[PROMPT]
Comb through the entries for "metal" and pull out each line that holds it.

Entries taken from a collection
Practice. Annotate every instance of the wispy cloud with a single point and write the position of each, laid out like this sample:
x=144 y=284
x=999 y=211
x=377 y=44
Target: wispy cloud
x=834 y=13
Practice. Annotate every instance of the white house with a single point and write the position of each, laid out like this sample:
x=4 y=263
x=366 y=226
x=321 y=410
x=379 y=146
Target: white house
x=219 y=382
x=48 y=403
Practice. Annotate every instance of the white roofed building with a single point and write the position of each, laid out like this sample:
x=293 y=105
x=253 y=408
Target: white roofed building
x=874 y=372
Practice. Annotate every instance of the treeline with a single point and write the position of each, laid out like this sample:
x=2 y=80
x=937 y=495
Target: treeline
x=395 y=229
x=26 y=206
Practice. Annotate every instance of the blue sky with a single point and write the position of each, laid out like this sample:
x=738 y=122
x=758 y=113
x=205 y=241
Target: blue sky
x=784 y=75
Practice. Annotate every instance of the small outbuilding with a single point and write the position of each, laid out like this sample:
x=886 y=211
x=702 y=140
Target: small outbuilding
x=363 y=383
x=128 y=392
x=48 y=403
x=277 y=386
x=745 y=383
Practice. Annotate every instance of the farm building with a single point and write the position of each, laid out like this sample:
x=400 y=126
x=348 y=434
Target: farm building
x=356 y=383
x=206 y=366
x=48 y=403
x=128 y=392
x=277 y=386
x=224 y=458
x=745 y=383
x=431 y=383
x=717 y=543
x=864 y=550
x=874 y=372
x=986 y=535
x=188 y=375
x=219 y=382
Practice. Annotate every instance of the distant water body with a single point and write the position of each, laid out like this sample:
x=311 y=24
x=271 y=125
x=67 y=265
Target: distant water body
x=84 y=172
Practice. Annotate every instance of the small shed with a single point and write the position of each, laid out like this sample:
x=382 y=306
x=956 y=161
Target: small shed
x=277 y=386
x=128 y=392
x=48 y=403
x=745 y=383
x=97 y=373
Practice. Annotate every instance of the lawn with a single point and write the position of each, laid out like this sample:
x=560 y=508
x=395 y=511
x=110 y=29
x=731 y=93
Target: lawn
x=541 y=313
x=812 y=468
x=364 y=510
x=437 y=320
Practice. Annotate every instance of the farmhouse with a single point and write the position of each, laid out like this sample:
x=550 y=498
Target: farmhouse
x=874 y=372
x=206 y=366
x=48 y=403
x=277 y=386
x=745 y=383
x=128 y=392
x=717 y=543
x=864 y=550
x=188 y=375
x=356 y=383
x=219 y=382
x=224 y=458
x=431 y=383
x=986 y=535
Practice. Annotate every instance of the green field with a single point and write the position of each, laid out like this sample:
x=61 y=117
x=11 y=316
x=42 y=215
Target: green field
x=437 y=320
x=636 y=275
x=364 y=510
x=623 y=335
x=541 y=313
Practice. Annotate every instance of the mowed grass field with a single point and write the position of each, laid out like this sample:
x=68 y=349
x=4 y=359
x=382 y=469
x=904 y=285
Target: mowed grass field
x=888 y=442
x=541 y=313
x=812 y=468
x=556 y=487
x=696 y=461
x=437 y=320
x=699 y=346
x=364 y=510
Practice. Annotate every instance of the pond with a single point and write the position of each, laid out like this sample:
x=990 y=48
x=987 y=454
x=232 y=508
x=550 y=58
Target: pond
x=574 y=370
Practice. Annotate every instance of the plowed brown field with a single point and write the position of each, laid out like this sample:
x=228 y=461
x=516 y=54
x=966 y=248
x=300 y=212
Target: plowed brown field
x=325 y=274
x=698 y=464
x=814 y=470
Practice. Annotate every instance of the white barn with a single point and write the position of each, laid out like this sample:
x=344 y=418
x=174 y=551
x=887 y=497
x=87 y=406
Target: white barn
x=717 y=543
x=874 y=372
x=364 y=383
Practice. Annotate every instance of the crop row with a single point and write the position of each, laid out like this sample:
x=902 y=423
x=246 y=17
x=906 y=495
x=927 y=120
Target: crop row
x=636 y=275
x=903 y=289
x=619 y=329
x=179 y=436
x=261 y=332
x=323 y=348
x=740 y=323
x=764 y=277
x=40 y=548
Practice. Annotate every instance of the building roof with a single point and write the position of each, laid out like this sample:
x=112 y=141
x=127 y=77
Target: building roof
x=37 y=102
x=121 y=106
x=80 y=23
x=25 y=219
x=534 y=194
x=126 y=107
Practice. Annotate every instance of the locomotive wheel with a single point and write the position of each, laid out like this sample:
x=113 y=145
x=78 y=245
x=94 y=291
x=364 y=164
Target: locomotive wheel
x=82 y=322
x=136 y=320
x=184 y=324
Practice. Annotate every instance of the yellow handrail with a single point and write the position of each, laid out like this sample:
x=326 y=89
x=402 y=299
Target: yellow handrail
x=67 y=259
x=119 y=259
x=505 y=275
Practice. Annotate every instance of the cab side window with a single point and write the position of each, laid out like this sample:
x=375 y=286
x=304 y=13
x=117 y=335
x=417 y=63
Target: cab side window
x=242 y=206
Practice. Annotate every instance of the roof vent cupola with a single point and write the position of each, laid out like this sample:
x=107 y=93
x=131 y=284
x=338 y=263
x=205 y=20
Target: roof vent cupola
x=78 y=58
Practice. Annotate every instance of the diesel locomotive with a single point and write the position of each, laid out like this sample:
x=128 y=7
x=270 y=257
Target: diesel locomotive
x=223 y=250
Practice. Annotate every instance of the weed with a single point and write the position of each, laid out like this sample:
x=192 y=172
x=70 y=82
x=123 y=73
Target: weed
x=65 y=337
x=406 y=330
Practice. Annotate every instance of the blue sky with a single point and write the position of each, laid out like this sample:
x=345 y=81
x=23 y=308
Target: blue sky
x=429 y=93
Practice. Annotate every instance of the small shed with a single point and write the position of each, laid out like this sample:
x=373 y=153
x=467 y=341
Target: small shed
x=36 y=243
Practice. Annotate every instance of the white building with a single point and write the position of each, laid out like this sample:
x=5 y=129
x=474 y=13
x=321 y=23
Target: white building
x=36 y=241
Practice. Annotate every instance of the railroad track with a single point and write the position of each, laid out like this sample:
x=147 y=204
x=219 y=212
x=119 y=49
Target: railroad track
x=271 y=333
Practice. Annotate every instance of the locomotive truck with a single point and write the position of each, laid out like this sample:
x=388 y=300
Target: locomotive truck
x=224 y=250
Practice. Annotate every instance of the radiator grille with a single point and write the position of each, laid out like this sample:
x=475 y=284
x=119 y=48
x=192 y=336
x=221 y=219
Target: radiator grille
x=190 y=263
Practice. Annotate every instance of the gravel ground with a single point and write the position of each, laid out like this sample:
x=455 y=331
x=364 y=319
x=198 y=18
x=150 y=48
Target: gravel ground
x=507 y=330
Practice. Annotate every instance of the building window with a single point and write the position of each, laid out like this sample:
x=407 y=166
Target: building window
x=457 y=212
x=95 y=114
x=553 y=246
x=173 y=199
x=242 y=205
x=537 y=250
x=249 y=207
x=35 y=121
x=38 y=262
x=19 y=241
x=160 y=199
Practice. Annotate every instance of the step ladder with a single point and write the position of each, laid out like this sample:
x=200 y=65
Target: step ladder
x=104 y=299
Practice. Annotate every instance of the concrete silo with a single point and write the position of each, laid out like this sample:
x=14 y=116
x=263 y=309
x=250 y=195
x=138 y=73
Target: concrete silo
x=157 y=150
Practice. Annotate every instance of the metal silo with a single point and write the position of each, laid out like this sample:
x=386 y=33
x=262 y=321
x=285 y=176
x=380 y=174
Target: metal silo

[SOLUTION FOR THIS PROBLEM]
Practice. Annotate every instance of the metal silo with a single point and write the position of each, laid out like this sample:
Target: metal silo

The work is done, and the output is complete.